_Given problem_. Put the lines into a Markdown table with the columns Row and Line. Start at the line that has "Give the outline of every instance of the <item>player in red", stop after the line that has "94), (82, 105)]]", number each row, and leave out blank lines.

_Extracted records_.
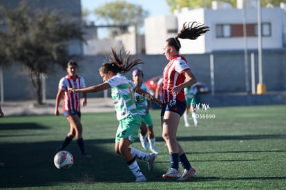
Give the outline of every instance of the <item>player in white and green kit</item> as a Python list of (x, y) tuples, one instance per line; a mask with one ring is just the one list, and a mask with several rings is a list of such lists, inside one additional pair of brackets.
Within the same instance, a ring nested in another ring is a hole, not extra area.
[[(149, 93), (149, 89), (143, 83), (143, 72), (140, 69), (135, 69), (132, 72), (134, 83), (145, 92)], [(160, 151), (155, 146), (155, 138), (153, 131), (153, 121), (149, 112), (151, 105), (151, 99), (136, 93), (135, 96), (137, 109), (142, 120), (140, 133), (141, 144), (143, 149), (150, 149), (153, 153), (158, 154)]]
[[(137, 159), (147, 162), (149, 169), (154, 166), (155, 153), (146, 153), (134, 148), (129, 147), (138, 137), (141, 126), (141, 119), (137, 111), (134, 99), (134, 91), (140, 94), (151, 97), (153, 101), (160, 104), (160, 102), (150, 94), (143, 91), (124, 74), (137, 64), (143, 64), (139, 58), (129, 62), (130, 53), (126, 53), (125, 57), (121, 54), (117, 55), (115, 48), (111, 49), (112, 54), (108, 62), (102, 64), (99, 74), (104, 82), (82, 89), (69, 88), (70, 92), (96, 93), (111, 88), (111, 96), (116, 111), (117, 119), (120, 124), (116, 132), (115, 149), (117, 153), (122, 155), (127, 162), (129, 169), (136, 177), (136, 182), (146, 180), (141, 172)], [(124, 60), (124, 61), (123, 61)], [(136, 89), (135, 89), (136, 88)]]

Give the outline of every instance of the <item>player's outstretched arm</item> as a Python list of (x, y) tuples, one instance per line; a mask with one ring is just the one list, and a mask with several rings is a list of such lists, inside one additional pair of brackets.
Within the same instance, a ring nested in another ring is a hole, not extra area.
[(70, 88), (68, 89), (68, 93), (97, 93), (100, 91), (103, 91), (104, 90), (107, 90), (111, 88), (109, 84), (106, 82), (104, 82), (97, 85), (91, 86), (89, 87), (76, 89), (73, 88)]
[(146, 99), (151, 99), (153, 102), (158, 104), (159, 106), (162, 106), (162, 102), (160, 101), (158, 99), (155, 98), (153, 95), (151, 94), (143, 91), (139, 87), (137, 87), (135, 89), (135, 92), (137, 93), (140, 95), (144, 95)]

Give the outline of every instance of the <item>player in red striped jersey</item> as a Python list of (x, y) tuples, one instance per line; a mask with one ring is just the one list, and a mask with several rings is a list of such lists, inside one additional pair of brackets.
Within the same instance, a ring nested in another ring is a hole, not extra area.
[[(208, 26), (197, 22), (184, 23), (175, 37), (166, 40), (163, 48), (169, 60), (163, 72), (162, 83), (163, 104), (161, 111), (162, 137), (168, 146), (171, 168), (163, 174), (164, 178), (187, 180), (196, 176), (196, 171), (191, 166), (183, 149), (177, 142), (177, 129), (181, 116), (187, 108), (184, 88), (196, 83), (196, 79), (187, 65), (186, 59), (180, 55), (179, 39), (196, 39), (209, 30)], [(179, 170), (181, 163), (183, 172)]]
[[(58, 151), (64, 150), (73, 140), (75, 136), (77, 144), (79, 147), (82, 156), (90, 157), (86, 153), (84, 140), (82, 138), (82, 124), (80, 121), (80, 94), (68, 93), (70, 88), (85, 88), (84, 79), (77, 75), (78, 66), (73, 61), (70, 61), (67, 64), (66, 71), (68, 75), (62, 77), (59, 82), (59, 90), (56, 97), (55, 115), (59, 116), (59, 106), (61, 98), (64, 97), (63, 112), (68, 122), (70, 123), (70, 131), (66, 139), (58, 148)], [(85, 106), (87, 104), (86, 93), (83, 94), (82, 105)]]

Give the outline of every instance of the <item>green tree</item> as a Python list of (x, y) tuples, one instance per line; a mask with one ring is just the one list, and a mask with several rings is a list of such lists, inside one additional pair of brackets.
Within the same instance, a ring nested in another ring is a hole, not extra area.
[[(25, 1), (15, 10), (1, 6), (0, 19), (5, 28), (0, 30), (0, 66), (20, 63), (37, 76), (47, 75), (55, 65), (65, 68), (73, 57), (67, 52), (68, 42), (84, 40), (76, 21), (64, 19), (55, 11), (32, 11)], [(37, 103), (41, 104), (41, 77), (30, 79)]]
[[(143, 26), (144, 19), (149, 14), (141, 6), (129, 3), (126, 1), (106, 3), (95, 8), (93, 12), (106, 25), (135, 26), (135, 28)], [(124, 27), (120, 29), (122, 33), (126, 30)]]
[[(188, 8), (211, 8), (211, 1), (213, 0), (166, 0), (168, 6), (172, 12), (175, 9), (181, 9), (184, 7)], [(236, 7), (236, 0), (221, 0), (230, 3), (233, 8)], [(267, 3), (271, 3), (274, 6), (279, 6), (280, 3), (283, 2), (281, 0), (261, 0), (262, 6), (265, 7)]]

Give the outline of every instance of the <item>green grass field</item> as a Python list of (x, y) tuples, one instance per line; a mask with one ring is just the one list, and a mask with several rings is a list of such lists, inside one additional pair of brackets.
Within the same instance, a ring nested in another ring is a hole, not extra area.
[[(160, 111), (153, 110), (157, 147), (153, 171), (138, 161), (148, 182), (135, 183), (123, 158), (114, 152), (118, 122), (114, 113), (82, 115), (84, 138), (90, 159), (79, 155), (75, 140), (68, 146), (75, 163), (68, 170), (53, 164), (56, 149), (68, 131), (63, 115), (0, 119), (0, 188), (18, 189), (286, 189), (286, 106), (199, 110), (198, 127), (185, 128), (178, 140), (196, 178), (164, 180), (169, 167), (161, 137)], [(210, 116), (210, 117), (209, 117)], [(215, 118), (213, 118), (215, 117)], [(192, 122), (190, 122), (192, 124)], [(133, 147), (143, 150), (139, 140)]]

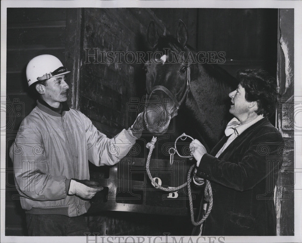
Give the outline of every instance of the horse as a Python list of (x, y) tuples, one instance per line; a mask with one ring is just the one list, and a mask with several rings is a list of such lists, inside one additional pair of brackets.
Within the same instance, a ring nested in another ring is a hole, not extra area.
[(145, 64), (147, 90), (149, 97), (160, 101), (146, 103), (147, 129), (155, 134), (164, 133), (180, 107), (187, 132), (210, 150), (231, 119), (228, 94), (238, 81), (218, 65), (200, 61), (197, 51), (187, 44), (188, 30), (181, 20), (176, 38), (160, 36), (152, 20), (147, 38), (153, 55)]

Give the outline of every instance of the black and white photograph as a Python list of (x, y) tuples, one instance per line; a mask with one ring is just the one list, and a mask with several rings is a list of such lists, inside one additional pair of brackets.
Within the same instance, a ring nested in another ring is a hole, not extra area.
[(300, 1), (1, 3), (1, 242), (302, 242)]

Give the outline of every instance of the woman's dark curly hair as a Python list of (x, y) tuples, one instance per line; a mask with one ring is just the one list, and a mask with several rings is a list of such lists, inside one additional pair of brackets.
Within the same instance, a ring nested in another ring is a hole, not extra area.
[(256, 101), (257, 115), (269, 117), (275, 111), (276, 103), (280, 97), (275, 79), (261, 69), (239, 70), (237, 79), (245, 90), (245, 99), (251, 102)]

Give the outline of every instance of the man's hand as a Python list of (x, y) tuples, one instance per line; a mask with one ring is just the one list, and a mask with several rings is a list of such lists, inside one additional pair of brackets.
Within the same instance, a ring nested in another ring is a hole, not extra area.
[(197, 139), (194, 139), (190, 143), (190, 147), (191, 153), (197, 162), (197, 166), (199, 165), (201, 157), (205, 153), (207, 153), (207, 149)]
[(143, 111), (140, 113), (137, 117), (135, 121), (131, 126), (131, 131), (133, 136), (139, 138), (142, 136), (142, 131), (146, 127), (146, 114), (145, 112)]
[(88, 180), (72, 179), (69, 186), (68, 194), (76, 194), (86, 199), (90, 199), (98, 192), (104, 188), (98, 186), (98, 183)]
[[(195, 169), (194, 170), (193, 177), (195, 181), (199, 185), (202, 185), (204, 183), (204, 179), (203, 178), (199, 177), (197, 176), (196, 174), (197, 172), (197, 169), (195, 168)], [(195, 183), (195, 184), (196, 184), (196, 183)]]

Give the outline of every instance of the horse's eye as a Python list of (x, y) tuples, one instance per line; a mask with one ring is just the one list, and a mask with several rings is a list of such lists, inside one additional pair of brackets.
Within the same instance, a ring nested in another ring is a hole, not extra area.
[(180, 72), (182, 73), (184, 73), (186, 72), (186, 70), (187, 70), (187, 67), (185, 66), (184, 66), (181, 68), (180, 69)]

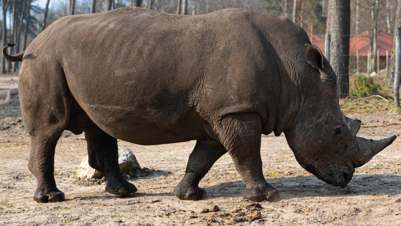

_Solution for this exercise_.
| Row | Line |
|---|---|
| 1 | Give the outline of every instance of the <item>player in red striped jersey</item> as a Python list of (x, y) tuples, one instance per line; a mask with one ring is just the one list, and a mask with several rings is a list of such lists, inside one additional pair of brackets. |
| 2 | Within the same instance, a ring nested in another ring is a hole, not extra area. |
| 3 | [[(208, 26), (197, 22), (184, 23), (175, 37), (166, 40), (163, 48), (169, 60), (163, 72), (162, 83), (163, 104), (161, 111), (162, 137), (168, 146), (171, 168), (163, 174), (164, 178), (187, 180), (196, 176), (196, 171), (191, 166), (183, 149), (177, 142), (177, 129), (181, 116), (187, 108), (184, 88), (196, 83), (196, 79), (187, 65), (186, 59), (180, 55), (179, 39), (196, 39), (209, 30)], [(179, 170), (181, 163), (183, 172)]] |
| 4 | [[(58, 151), (64, 150), (73, 140), (75, 136), (77, 144), (79, 147), (82, 156), (90, 157), (86, 153), (84, 140), (82, 138), (82, 124), (80, 121), (80, 94), (68, 93), (70, 88), (85, 88), (84, 79), (77, 75), (78, 66), (73, 61), (70, 61), (67, 64), (66, 71), (68, 75), (62, 77), (59, 82), (59, 90), (56, 97), (55, 115), (59, 116), (59, 106), (61, 98), (64, 97), (63, 112), (68, 122), (70, 123), (70, 131), (66, 139), (58, 148)], [(85, 106), (87, 104), (86, 93), (83, 94), (82, 105)]] |